RECORDS SHOWN
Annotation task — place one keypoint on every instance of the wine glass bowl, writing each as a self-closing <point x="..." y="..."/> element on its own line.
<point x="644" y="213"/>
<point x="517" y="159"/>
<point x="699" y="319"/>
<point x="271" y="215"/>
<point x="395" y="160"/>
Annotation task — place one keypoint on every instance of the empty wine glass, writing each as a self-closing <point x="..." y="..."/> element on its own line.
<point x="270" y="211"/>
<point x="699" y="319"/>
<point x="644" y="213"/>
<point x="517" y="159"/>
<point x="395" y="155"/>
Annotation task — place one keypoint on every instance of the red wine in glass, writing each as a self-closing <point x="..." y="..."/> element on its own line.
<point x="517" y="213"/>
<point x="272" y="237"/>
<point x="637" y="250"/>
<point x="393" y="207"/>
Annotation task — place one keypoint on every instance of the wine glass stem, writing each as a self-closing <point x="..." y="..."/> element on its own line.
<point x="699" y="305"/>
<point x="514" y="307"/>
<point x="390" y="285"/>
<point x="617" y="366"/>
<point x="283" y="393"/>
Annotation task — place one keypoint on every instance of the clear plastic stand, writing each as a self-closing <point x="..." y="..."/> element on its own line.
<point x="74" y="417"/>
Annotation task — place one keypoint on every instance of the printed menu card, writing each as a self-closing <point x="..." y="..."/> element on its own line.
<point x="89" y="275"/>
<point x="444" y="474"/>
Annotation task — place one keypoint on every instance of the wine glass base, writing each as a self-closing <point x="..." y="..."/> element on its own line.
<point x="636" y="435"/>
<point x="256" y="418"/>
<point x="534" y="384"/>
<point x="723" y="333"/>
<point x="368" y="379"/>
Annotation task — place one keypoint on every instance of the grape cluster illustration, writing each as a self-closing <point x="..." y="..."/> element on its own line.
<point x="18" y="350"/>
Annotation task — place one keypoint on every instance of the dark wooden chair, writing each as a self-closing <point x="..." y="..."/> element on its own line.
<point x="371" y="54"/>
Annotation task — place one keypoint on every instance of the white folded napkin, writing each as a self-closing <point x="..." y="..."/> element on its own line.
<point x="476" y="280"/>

DO THIS
Copy every line verbatim.

ANSWER BELOW
Annotation task — place one keypoint on every instance of the wine glass bowl, writing each as a self-closing <point x="..." y="..."/> element on its own line.
<point x="644" y="213"/>
<point x="517" y="159"/>
<point x="699" y="319"/>
<point x="271" y="215"/>
<point x="395" y="160"/>
Annotation task — place one keypoint on every instance of the empty wine glass, writing each as a self-closing <point x="..." y="..."/> element on its own line.
<point x="270" y="211"/>
<point x="699" y="319"/>
<point x="644" y="213"/>
<point x="517" y="159"/>
<point x="395" y="155"/>
Annotation task — place one keypoint on every instance of the red wine in glass, writing each as a self-closing <point x="..." y="..."/> element on its own line.
<point x="517" y="213"/>
<point x="272" y="237"/>
<point x="637" y="250"/>
<point x="393" y="207"/>
Annotation task — place one keypoint on every instance of the wine glass stem, writing each as a self-closing <point x="..." y="..."/> element on its own line.
<point x="699" y="305"/>
<point x="514" y="307"/>
<point x="390" y="285"/>
<point x="617" y="366"/>
<point x="283" y="393"/>
Annotation task — place one keypoint on every instance of the clear plastic stand, writing each as a self-closing <point x="..." y="..."/> element on its own line.
<point x="74" y="417"/>
Annotation task — place one keypoint on every instance of the printed menu card, writing each as a self-closing <point x="..." y="..."/> element on its own line.
<point x="89" y="275"/>
<point x="444" y="474"/>
Annotation task — place one keypoint on every instance of the wine glass base, writing each as a self-closing <point x="..." y="..."/> element on its own line.
<point x="636" y="435"/>
<point x="256" y="418"/>
<point x="534" y="384"/>
<point x="723" y="333"/>
<point x="368" y="379"/>
Annotation task — place one keypoint on every instance of the grape cluster illustration, writing each as a self-closing <point x="..." y="..."/> element on its own line.
<point x="18" y="350"/>
Annotation task — place one keypoint on every instance of the dark wooden chair, writing each as a self-closing <point x="..." y="..."/> element on its own line.
<point x="371" y="54"/>
Annotation task — place one keypoint on every instance of the white folded napkin, writing each as a self-closing <point x="..." y="..."/> element on its own line.
<point x="476" y="280"/>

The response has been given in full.